Text segment -
━━━━━━━━━━━━━━━━
In fairness to you, I should have addressed it dialectically rather than the sophomoric approach I took.

I blame it on being 4 Coop Native Ambers and an OU loss to Texas in to the day  :Wink:

----------


## RadicalModerate

> I hate to say this, but if you hesitate to drive through any part of OKC, you're part of the problem...


Many people would claim that if you DRIVE through ANY part of OKC you're, part of the problem.
They would prefer that you be on a bicycle or walking.

----------


## bradh

There is nowhere in OKC that anyone shouldn't feel safe driving through.  I remember my dad driving me through the Bloody Nickel (Fifth Ward) in Houston when I was a youngster and I only needed to see the area once.  Rough.

----------


## Teo9969

> Many people would claim that if you DRIVE through ANY part of OKC you're, part of the problem.
> They would prefer that you be on a bicycle or walking.


Ha!

Indeed.

----------


## Achilleslastand

> There is nowhere in OKC that anyone shouldn't feel safe driving through.  I remember my dad driving me through the Bloody Nickel (Fifth Ward) in Houston when I was a youngster and I only needed to see the area once.  Rough.


It could not be any worse then North Las Vegas or North Tulsa......

----------


## RadicalModerate

There is NOWHERE in OKC that compares--in sheer drive-thru uneasiness--to Prospect Avenue, South of I-70, in KC.
You have to accidentally drive it once to know what I mean (and it seems to go on for miles and miles).

----------


## kevinpate

Years back, there were places I would go between 10 pm and 3 am that a lot of folks I know would feel uneasy going in daylight hours. Couldn't be helped. That's when folks were home and awake, some due to having worked more than one shift or job, some because 9 or 10 am was no different for them than 5 or 6 am was for me, the typical start of the day. Though if we were seeing someone at 2-3, the next office day did tend to start a bit later unless it was straight back in after an interview was over.  

Even today, there's not really anywhere in the metro where I would divert myself around it, day or night, but yes, some areas my sense of awareness is a tad higher than it other areas. Let's be real.  Some peeps wearing certain colors can be intent on messing with you.  But to be fair, most patrol officers are really quite calm and collected day or night.
━━━━━━━━━━━━━━━━
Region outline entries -
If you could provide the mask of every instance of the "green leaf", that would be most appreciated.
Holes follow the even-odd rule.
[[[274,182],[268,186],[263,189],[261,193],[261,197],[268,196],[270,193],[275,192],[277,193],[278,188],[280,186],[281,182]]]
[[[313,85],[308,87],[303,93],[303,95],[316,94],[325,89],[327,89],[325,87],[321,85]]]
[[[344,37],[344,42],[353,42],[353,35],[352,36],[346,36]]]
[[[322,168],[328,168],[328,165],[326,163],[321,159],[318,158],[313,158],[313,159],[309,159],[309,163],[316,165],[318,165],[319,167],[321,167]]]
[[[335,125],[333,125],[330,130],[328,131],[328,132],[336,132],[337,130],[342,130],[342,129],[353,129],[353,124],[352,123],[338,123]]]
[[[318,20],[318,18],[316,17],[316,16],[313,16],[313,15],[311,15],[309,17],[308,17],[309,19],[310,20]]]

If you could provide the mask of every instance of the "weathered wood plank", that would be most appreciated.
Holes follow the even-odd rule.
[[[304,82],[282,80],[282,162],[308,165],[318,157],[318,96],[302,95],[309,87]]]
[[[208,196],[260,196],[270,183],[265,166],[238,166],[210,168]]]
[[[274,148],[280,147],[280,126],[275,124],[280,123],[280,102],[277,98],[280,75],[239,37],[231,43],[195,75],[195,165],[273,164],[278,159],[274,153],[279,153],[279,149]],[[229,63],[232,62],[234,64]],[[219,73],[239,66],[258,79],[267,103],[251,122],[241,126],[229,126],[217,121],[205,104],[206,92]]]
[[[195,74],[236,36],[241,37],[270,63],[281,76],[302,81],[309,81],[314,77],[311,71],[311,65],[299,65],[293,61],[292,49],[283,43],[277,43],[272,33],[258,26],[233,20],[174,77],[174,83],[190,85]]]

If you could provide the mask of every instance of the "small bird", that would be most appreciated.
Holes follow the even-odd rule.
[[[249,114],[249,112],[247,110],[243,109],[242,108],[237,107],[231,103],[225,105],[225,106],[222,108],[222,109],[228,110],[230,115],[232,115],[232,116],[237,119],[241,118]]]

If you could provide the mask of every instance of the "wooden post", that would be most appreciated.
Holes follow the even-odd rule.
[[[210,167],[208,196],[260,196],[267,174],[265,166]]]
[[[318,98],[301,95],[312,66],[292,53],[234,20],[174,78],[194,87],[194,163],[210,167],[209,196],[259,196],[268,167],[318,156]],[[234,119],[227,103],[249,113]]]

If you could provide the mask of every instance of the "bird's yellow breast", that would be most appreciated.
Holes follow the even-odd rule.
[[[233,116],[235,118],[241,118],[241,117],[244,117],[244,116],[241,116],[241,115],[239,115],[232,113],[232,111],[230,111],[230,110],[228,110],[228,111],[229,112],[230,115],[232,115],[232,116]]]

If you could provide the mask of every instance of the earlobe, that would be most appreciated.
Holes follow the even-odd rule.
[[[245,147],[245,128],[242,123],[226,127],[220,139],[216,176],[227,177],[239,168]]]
━━━━━━━━━━━━━━━━
Stated exercise - Reproduce the passage from the forum thread starting at "In fairness to" and ending at "of the problem...". The records play no part in what you are asked to do.

Output below -
In fairness to you, I should have addressed it dialectically rather than the sophomoric approach I took.

I blame it on being 4 Coop Native Ambers and an OU loss to Texas in to the day  :Wink:

----------


## RadicalModerate

> I hate to say this, but if you hesitate to drive through any part of OKC, you're part of the problem...